Mask labeling items
____

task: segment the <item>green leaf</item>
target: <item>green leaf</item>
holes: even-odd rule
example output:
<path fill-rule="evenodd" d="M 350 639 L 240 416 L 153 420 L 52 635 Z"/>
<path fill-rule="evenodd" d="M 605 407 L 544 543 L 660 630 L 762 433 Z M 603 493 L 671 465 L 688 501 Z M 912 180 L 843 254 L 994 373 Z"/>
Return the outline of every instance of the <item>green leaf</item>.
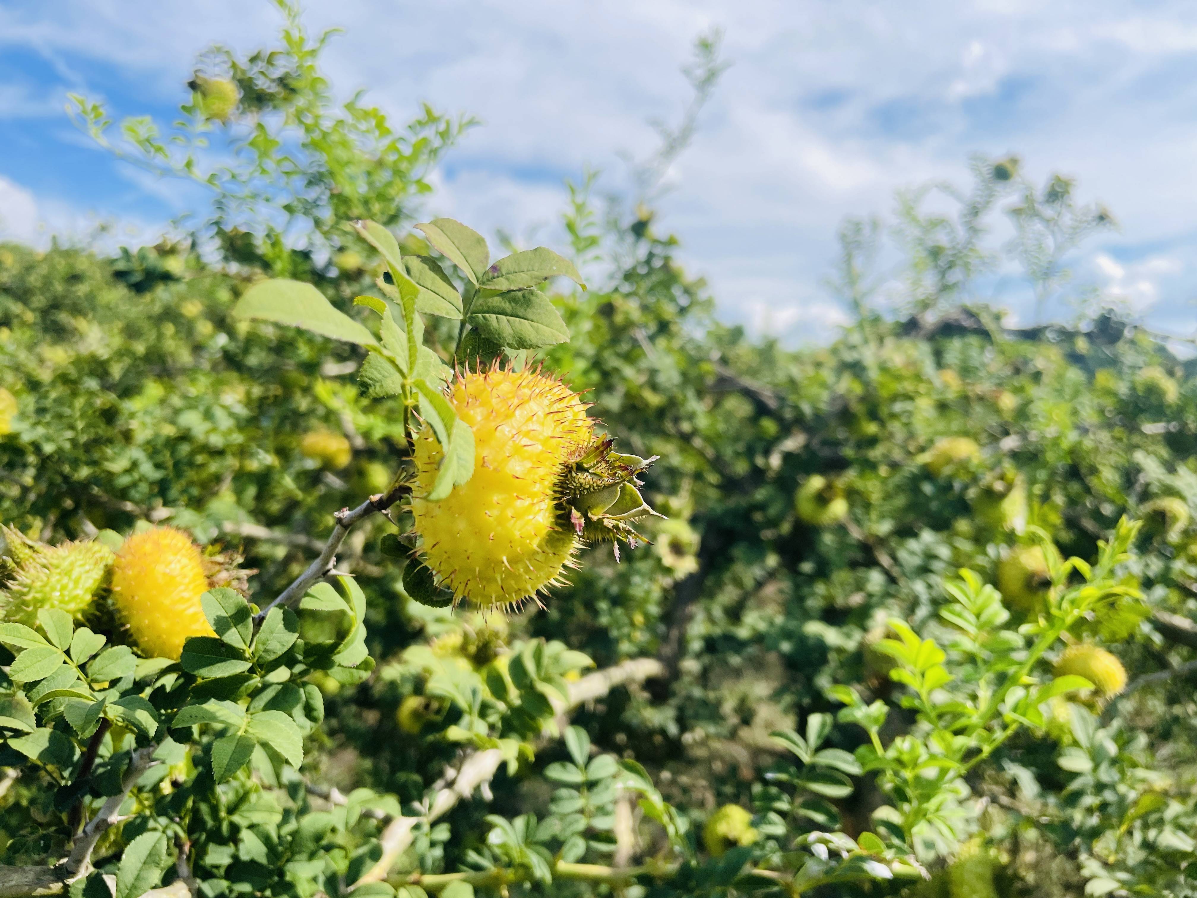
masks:
<path fill-rule="evenodd" d="M 34 649 L 25 649 L 12 662 L 8 668 L 8 676 L 13 682 L 36 682 L 57 671 L 67 662 L 66 655 L 53 645 L 41 645 Z"/>
<path fill-rule="evenodd" d="M 578 784 L 584 783 L 587 779 L 585 773 L 573 764 L 564 760 L 557 760 L 545 767 L 545 778 L 552 779 L 554 783 L 571 783 Z"/>
<path fill-rule="evenodd" d="M 539 290 L 480 296 L 467 321 L 482 336 L 509 350 L 536 350 L 570 339 L 570 329 Z"/>
<path fill-rule="evenodd" d="M 271 608 L 254 639 L 254 657 L 260 665 L 282 656 L 299 638 L 299 618 L 291 608 Z"/>
<path fill-rule="evenodd" d="M 194 727 L 199 723 L 217 723 L 229 727 L 239 727 L 245 722 L 245 711 L 233 702 L 214 700 L 205 702 L 202 705 L 186 705 L 181 708 L 175 720 L 170 722 L 171 729 L 180 727 Z"/>
<path fill-rule="evenodd" d="M 99 653 L 87 666 L 92 682 L 113 682 L 129 676 L 138 668 L 138 660 L 128 645 L 113 645 Z"/>
<path fill-rule="evenodd" d="M 17 650 L 35 649 L 38 645 L 49 644 L 41 633 L 24 624 L 0 624 L 0 642 L 10 649 Z"/>
<path fill-rule="evenodd" d="M 440 390 L 430 387 L 425 381 L 417 381 L 415 388 L 420 396 L 420 415 L 432 427 L 444 450 L 440 469 L 426 497 L 430 502 L 439 502 L 449 496 L 455 486 L 469 483 L 474 475 L 474 431 L 457 418 L 457 413 Z"/>
<path fill-rule="evenodd" d="M 54 645 L 66 649 L 71 644 L 71 637 L 74 635 L 74 620 L 65 611 L 41 608 L 37 612 L 37 621 Z"/>
<path fill-rule="evenodd" d="M 121 723 L 141 730 L 146 736 L 152 738 L 158 732 L 158 712 L 141 696 L 121 696 L 109 709 Z"/>
<path fill-rule="evenodd" d="M 19 692 L 14 696 L 0 697 L 0 727 L 32 733 L 37 729 L 34 705 Z"/>
<path fill-rule="evenodd" d="M 235 649 L 249 648 L 254 638 L 254 614 L 249 609 L 249 602 L 236 589 L 209 589 L 200 596 L 200 605 L 217 636 Z"/>
<path fill-rule="evenodd" d="M 407 354 L 406 347 L 403 354 Z M 366 360 L 361 363 L 361 368 L 358 369 L 358 383 L 369 399 L 397 396 L 403 392 L 402 372 L 377 352 L 369 353 Z"/>
<path fill-rule="evenodd" d="M 8 745 L 30 760 L 57 767 L 71 766 L 79 753 L 71 739 L 49 727 L 35 729 L 28 736 L 10 739 Z"/>
<path fill-rule="evenodd" d="M 245 732 L 282 756 L 291 766 L 298 769 L 303 764 L 303 734 L 291 715 L 282 711 L 251 714 Z"/>
<path fill-rule="evenodd" d="M 245 653 L 214 636 L 193 636 L 183 643 L 178 663 L 196 676 L 229 676 L 250 668 Z"/>
<path fill-rule="evenodd" d="M 587 285 L 582 283 L 582 275 L 573 262 L 547 247 L 525 249 L 500 259 L 486 269 L 479 286 L 486 290 L 524 290 L 559 274 L 585 290 Z"/>
<path fill-rule="evenodd" d="M 165 833 L 142 832 L 121 851 L 115 898 L 140 898 L 158 885 L 165 868 Z"/>
<path fill-rule="evenodd" d="M 476 285 L 486 274 L 486 268 L 491 263 L 491 250 L 486 247 L 482 235 L 451 218 L 435 218 L 415 227 L 424 232 L 437 251 L 461 268 L 470 284 Z"/>
<path fill-rule="evenodd" d="M 573 763 L 584 767 L 590 758 L 590 734 L 582 727 L 569 727 L 565 730 L 565 747 Z"/>
<path fill-rule="evenodd" d="M 461 317 L 461 293 L 435 259 L 405 256 L 403 267 L 407 275 L 420 287 L 420 293 L 415 297 L 415 308 L 419 311 L 444 318 Z"/>
<path fill-rule="evenodd" d="M 104 648 L 105 642 L 108 642 L 107 636 L 93 633 L 85 626 L 79 627 L 71 637 L 71 660 L 77 665 L 85 663 L 87 659 Z"/>
<path fill-rule="evenodd" d="M 290 324 L 334 340 L 377 346 L 378 340 L 363 324 L 335 309 L 311 284 L 275 278 L 255 284 L 233 307 L 241 318 L 259 318 Z"/>
<path fill-rule="evenodd" d="M 251 736 L 233 733 L 212 744 L 212 776 L 218 783 L 231 778 L 249 763 L 257 745 Z"/>

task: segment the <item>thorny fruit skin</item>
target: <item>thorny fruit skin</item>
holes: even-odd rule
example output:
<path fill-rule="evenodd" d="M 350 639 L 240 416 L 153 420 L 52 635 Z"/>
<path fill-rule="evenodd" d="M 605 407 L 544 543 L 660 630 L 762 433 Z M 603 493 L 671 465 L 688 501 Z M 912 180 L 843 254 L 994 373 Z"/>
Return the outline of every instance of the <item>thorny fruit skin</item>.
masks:
<path fill-rule="evenodd" d="M 430 502 L 443 450 L 425 427 L 415 439 L 412 499 L 423 562 L 458 600 L 518 603 L 559 583 L 577 538 L 558 521 L 558 479 L 593 439 L 585 406 L 534 371 L 467 372 L 449 396 L 474 431 L 474 475 Z"/>
<path fill-rule="evenodd" d="M 113 602 L 151 657 L 177 661 L 188 637 L 215 636 L 200 605 L 207 588 L 199 546 L 174 527 L 129 536 L 113 563 Z"/>
<path fill-rule="evenodd" d="M 997 588 L 1015 611 L 1035 611 L 1050 584 L 1047 558 L 1039 546 L 1014 546 L 997 565 Z"/>
<path fill-rule="evenodd" d="M 721 857 L 731 845 L 751 845 L 757 838 L 752 814 L 739 805 L 724 805 L 703 827 L 703 844 L 712 857 Z"/>
<path fill-rule="evenodd" d="M 844 491 L 822 474 L 812 474 L 794 493 L 798 518 L 814 527 L 831 527 L 847 517 Z"/>
<path fill-rule="evenodd" d="M 1069 645 L 1056 662 L 1056 675 L 1074 674 L 1093 684 L 1101 698 L 1113 698 L 1126 688 L 1126 668 L 1122 661 L 1098 645 Z"/>
<path fill-rule="evenodd" d="M 0 608 L 5 620 L 29 626 L 42 608 L 83 618 L 113 564 L 111 550 L 99 542 L 66 542 L 18 554 L 22 562 L 0 591 Z"/>
<path fill-rule="evenodd" d="M 353 457 L 353 447 L 344 433 L 312 430 L 299 438 L 299 453 L 306 459 L 320 462 L 323 468 L 340 471 Z"/>

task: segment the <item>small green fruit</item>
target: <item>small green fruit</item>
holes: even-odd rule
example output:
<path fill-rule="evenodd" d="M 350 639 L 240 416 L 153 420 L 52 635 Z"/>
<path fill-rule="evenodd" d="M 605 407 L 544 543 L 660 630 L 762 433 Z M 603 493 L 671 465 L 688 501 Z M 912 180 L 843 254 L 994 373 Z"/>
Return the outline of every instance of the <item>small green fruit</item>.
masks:
<path fill-rule="evenodd" d="M 794 493 L 798 518 L 814 527 L 831 527 L 847 517 L 847 499 L 837 481 L 812 474 Z"/>
<path fill-rule="evenodd" d="M 703 844 L 712 857 L 722 857 L 731 845 L 751 845 L 758 836 L 752 814 L 739 805 L 724 805 L 703 827 Z"/>

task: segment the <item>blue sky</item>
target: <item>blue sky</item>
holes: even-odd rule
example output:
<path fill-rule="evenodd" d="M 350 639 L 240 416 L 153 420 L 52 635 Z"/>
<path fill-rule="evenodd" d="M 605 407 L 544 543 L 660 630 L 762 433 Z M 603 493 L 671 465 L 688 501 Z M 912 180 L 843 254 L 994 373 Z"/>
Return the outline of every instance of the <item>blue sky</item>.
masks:
<path fill-rule="evenodd" d="M 1120 227 L 1074 260 L 1161 329 L 1197 329 L 1197 6 L 1178 0 L 310 0 L 346 31 L 327 67 L 403 120 L 420 101 L 478 115 L 436 176 L 429 214 L 559 239 L 564 177 L 655 147 L 687 99 L 693 37 L 725 32 L 733 62 L 668 175 L 661 226 L 707 277 L 721 315 L 788 341 L 843 310 L 821 286 L 849 214 L 893 192 L 966 180 L 967 157 L 1062 171 Z M 0 237 L 44 242 L 115 223 L 152 235 L 202 195 L 95 150 L 68 91 L 116 115 L 169 117 L 195 55 L 253 49 L 267 0 L 0 0 Z M 169 119 L 168 119 L 169 120 Z M 1026 297 L 1007 290 L 1016 316 Z"/>

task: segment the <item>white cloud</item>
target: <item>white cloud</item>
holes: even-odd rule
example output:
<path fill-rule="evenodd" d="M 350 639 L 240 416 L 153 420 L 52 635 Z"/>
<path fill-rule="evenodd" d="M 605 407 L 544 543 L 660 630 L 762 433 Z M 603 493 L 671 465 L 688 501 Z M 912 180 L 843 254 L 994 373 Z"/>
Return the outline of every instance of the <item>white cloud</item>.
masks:
<path fill-rule="evenodd" d="M 838 307 L 819 283 L 839 220 L 888 211 L 900 186 L 964 180 L 974 151 L 1020 152 L 1037 177 L 1074 174 L 1083 196 L 1113 208 L 1123 232 L 1104 251 L 1123 273 L 1092 261 L 1112 293 L 1161 309 L 1197 281 L 1189 268 L 1114 261 L 1143 255 L 1140 245 L 1168 245 L 1168 257 L 1197 250 L 1197 7 L 1181 0 L 1134 11 L 1120 0 L 309 7 L 311 30 L 346 28 L 327 57 L 339 89 L 369 87 L 400 121 L 421 99 L 484 120 L 438 175 L 430 211 L 519 237 L 553 226 L 564 176 L 596 165 L 626 183 L 619 153 L 654 150 L 646 122 L 675 120 L 688 99 L 676 69 L 692 37 L 722 25 L 734 66 L 669 171 L 660 226 L 680 233 L 729 320 L 778 333 L 833 323 Z M 0 6 L 0 45 L 38 53 L 72 89 L 95 95 L 89 77 L 123 79 L 128 93 L 160 103 L 181 97 L 205 45 L 251 48 L 277 25 L 267 4 L 244 0 L 60 0 L 53 14 Z M 19 90 L 0 84 L 0 115 L 5 97 L 23 108 L 53 96 Z M 177 201 L 172 189 L 164 199 Z"/>
<path fill-rule="evenodd" d="M 41 238 L 34 194 L 0 176 L 0 239 L 36 243 Z"/>

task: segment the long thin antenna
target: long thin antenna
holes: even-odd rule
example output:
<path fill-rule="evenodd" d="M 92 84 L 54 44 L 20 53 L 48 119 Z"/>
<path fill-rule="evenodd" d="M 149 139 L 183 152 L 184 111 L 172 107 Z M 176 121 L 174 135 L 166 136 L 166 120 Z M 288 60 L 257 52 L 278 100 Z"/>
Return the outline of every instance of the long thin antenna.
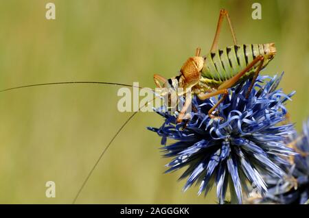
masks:
<path fill-rule="evenodd" d="M 30 88 L 30 87 L 34 87 L 34 86 L 59 85 L 59 84 L 97 84 L 116 85 L 116 86 L 121 86 L 135 87 L 135 88 L 143 88 L 143 87 L 141 87 L 141 86 L 135 86 L 128 85 L 128 84 L 122 84 L 122 83 L 115 83 L 115 82 L 93 82 L 93 81 L 73 81 L 73 82 L 48 82 L 48 83 L 41 83 L 41 84 L 36 84 L 20 86 L 16 86 L 16 87 L 8 88 L 5 88 L 5 89 L 0 90 L 0 93 L 6 92 L 6 91 L 9 91 L 9 90 L 14 90 L 14 89 L 23 88 Z"/>
<path fill-rule="evenodd" d="M 157 97 L 161 97 L 160 95 L 157 95 L 154 97 L 151 101 L 148 101 L 146 104 L 145 104 L 144 106 L 139 107 L 139 110 L 136 112 L 135 112 L 131 116 L 130 116 L 129 118 L 126 121 L 126 122 L 124 123 L 124 124 L 122 125 L 120 128 L 117 131 L 116 134 L 113 136 L 111 140 L 109 141 L 108 144 L 107 144 L 106 147 L 103 149 L 103 151 L 101 152 L 101 154 L 100 155 L 99 158 L 98 158 L 97 161 L 94 164 L 93 167 L 92 167 L 91 170 L 88 173 L 87 176 L 86 177 L 86 179 L 84 180 L 84 182 L 82 183 L 82 186 L 80 186 L 80 189 L 78 190 L 78 192 L 77 193 L 76 195 L 74 197 L 74 199 L 73 200 L 72 204 L 74 204 L 76 202 L 77 199 L 78 198 L 78 196 L 80 195 L 80 193 L 82 192 L 82 189 L 84 189 L 84 186 L 87 183 L 90 176 L 91 175 L 92 173 L 93 172 L 95 167 L 98 166 L 98 164 L 99 163 L 100 160 L 101 160 L 102 158 L 104 155 L 105 152 L 106 152 L 108 147 L 111 146 L 111 144 L 113 143 L 113 141 L 116 138 L 117 136 L 120 133 L 120 132 L 124 129 L 124 128 L 126 126 L 126 125 L 134 117 L 134 116 L 137 113 L 138 111 L 139 111 L 142 108 L 146 106 L 149 103 L 153 101 Z"/>

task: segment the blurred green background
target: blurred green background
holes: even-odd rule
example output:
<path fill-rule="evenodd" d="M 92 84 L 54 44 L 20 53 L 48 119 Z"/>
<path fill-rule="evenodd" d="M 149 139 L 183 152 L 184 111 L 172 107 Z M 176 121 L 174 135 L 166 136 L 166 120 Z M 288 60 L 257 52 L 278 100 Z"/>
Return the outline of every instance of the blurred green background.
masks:
<path fill-rule="evenodd" d="M 56 19 L 45 19 L 45 4 Z M 309 115 L 309 3 L 258 1 L 29 0 L 0 1 L 0 89 L 33 83 L 88 80 L 154 87 L 152 75 L 176 75 L 197 46 L 210 49 L 220 8 L 239 43 L 274 42 L 263 74 L 285 71 L 281 86 L 300 130 Z M 224 23 L 219 47 L 232 44 Z M 118 88 L 92 84 L 35 87 L 0 93 L 0 203 L 71 202 L 100 152 L 130 115 L 117 110 Z M 208 204 L 197 189 L 183 193 L 181 171 L 163 174 L 168 159 L 154 113 L 140 113 L 115 141 L 77 203 Z M 45 197 L 45 182 L 56 197 Z"/>

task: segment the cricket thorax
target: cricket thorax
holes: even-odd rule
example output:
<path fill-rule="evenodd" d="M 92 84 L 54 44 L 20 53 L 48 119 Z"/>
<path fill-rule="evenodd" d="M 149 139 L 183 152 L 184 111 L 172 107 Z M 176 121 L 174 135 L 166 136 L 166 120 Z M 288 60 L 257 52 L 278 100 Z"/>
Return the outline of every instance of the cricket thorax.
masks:
<path fill-rule="evenodd" d="M 237 45 L 218 49 L 204 56 L 201 80 L 212 86 L 220 85 L 246 68 L 256 57 L 262 55 L 264 68 L 276 54 L 274 43 Z M 244 75 L 252 77 L 258 65 Z"/>

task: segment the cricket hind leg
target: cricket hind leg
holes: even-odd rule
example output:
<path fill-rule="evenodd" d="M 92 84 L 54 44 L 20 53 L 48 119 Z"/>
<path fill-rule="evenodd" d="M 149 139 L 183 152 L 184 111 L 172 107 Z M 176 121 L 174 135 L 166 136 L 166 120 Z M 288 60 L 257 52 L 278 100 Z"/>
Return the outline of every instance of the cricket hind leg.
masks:
<path fill-rule="evenodd" d="M 214 51 L 218 47 L 218 43 L 219 41 L 219 36 L 221 32 L 222 22 L 223 21 L 223 19 L 225 16 L 227 18 L 227 22 L 229 23 L 229 29 L 231 30 L 231 33 L 233 38 L 233 41 L 234 45 L 237 44 L 236 36 L 235 36 L 235 32 L 233 30 L 231 20 L 229 19 L 229 13 L 225 9 L 221 9 L 220 10 L 219 19 L 218 21 L 217 29 L 216 31 L 215 36 L 214 38 L 214 41 L 212 43 L 211 48 L 210 51 Z"/>

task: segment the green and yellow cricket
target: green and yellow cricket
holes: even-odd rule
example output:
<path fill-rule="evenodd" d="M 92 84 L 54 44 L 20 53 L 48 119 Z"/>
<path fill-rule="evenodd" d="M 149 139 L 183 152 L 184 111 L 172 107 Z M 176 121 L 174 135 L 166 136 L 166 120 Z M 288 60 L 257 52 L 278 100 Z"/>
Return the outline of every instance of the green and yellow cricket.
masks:
<path fill-rule="evenodd" d="M 229 23 L 234 45 L 218 49 L 220 32 L 225 17 Z M 260 70 L 268 64 L 275 54 L 274 43 L 238 45 L 229 14 L 226 10 L 222 9 L 210 52 L 202 57 L 201 48 L 198 47 L 195 56 L 189 58 L 183 64 L 180 75 L 166 80 L 160 75 L 154 74 L 154 83 L 159 88 L 172 88 L 175 90 L 182 88 L 185 90 L 185 93 L 190 90 L 201 100 L 223 95 L 208 112 L 211 118 L 222 119 L 212 113 L 227 97 L 227 89 L 244 80 L 252 80 L 247 93 L 248 97 Z M 179 95 L 183 94 L 183 92 L 177 93 Z M 178 123 L 185 119 L 190 119 L 186 111 L 190 104 L 191 98 L 186 98 L 178 115 Z"/>
<path fill-rule="evenodd" d="M 227 19 L 234 45 L 222 49 L 218 49 L 220 32 L 225 17 Z M 217 29 L 210 52 L 205 56 L 201 56 L 201 49 L 198 47 L 195 53 L 195 56 L 187 60 L 181 67 L 179 75 L 170 79 L 165 79 L 161 75 L 155 74 L 154 75 L 154 83 L 158 88 L 172 88 L 174 90 L 177 90 L 179 88 L 183 88 L 183 90 L 185 91 L 176 93 L 177 97 L 186 94 L 189 90 L 191 91 L 192 95 L 196 95 L 202 100 L 218 95 L 222 95 L 220 100 L 208 112 L 208 115 L 211 118 L 222 119 L 220 117 L 216 117 L 214 115 L 214 110 L 227 96 L 228 88 L 234 86 L 238 83 L 245 80 L 251 80 L 251 86 L 247 93 L 247 97 L 248 97 L 260 71 L 268 64 L 275 54 L 276 49 L 274 43 L 238 45 L 229 14 L 227 10 L 222 9 L 220 11 Z M 6 88 L 0 90 L 0 92 L 38 86 L 67 84 L 100 84 L 134 87 L 132 85 L 120 83 L 78 81 L 30 84 Z M 167 95 L 170 93 L 162 92 L 161 94 Z M 178 123 L 182 122 L 184 119 L 190 119 L 190 114 L 187 114 L 186 112 L 191 104 L 191 97 L 185 98 L 184 106 L 177 116 L 176 120 Z M 146 105 L 144 106 L 146 106 Z M 82 183 L 73 203 L 76 201 L 80 192 L 92 174 L 92 172 L 111 144 L 136 114 L 137 112 L 135 112 L 122 124 L 116 134 L 112 137 L 107 146 L 102 152 L 99 158 Z"/>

____

■ Exercise directions ■
Can you arrange the lines above, from the line with "task: segment the cricket thorax" through the line with "237 45 L 218", as a JSON list of strings with one string per line and blank lines left out?

■ Full answer ■
[
  "task: segment the cricket thorax",
  "target: cricket thorax",
  "holes: even-odd rule",
  "example output:",
  "<path fill-rule=\"evenodd\" d=\"M 92 84 L 54 44 L 20 53 L 48 119 Z\"/>",
  "<path fill-rule=\"evenodd\" d=\"M 149 139 L 183 152 L 184 111 L 172 107 Z M 176 121 L 174 135 L 166 136 L 166 120 Z M 288 60 L 257 52 L 278 100 Z\"/>",
  "Return the outline of every instance of the cricket thorax.",
  "masks:",
  "<path fill-rule=\"evenodd\" d=\"M 237 45 L 218 49 L 204 56 L 201 80 L 212 86 L 220 85 L 246 68 L 256 57 L 262 55 L 264 68 L 276 54 L 274 43 Z M 244 75 L 252 77 L 258 65 Z\"/>"
]